* WORK INSTRUCTIONS
A word-for-word transcription of the records is required.

* MATERIAL FOR THIS EXERCISE
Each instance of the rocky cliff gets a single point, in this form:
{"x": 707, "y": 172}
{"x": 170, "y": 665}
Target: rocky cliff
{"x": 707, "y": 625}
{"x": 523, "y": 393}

* THE ANSWER
Each instance of the rocky cliff gets a single point, in this form:
{"x": 707, "y": 172}
{"x": 170, "y": 665}
Target: rocky cliff
{"x": 707, "y": 625}
{"x": 523, "y": 393}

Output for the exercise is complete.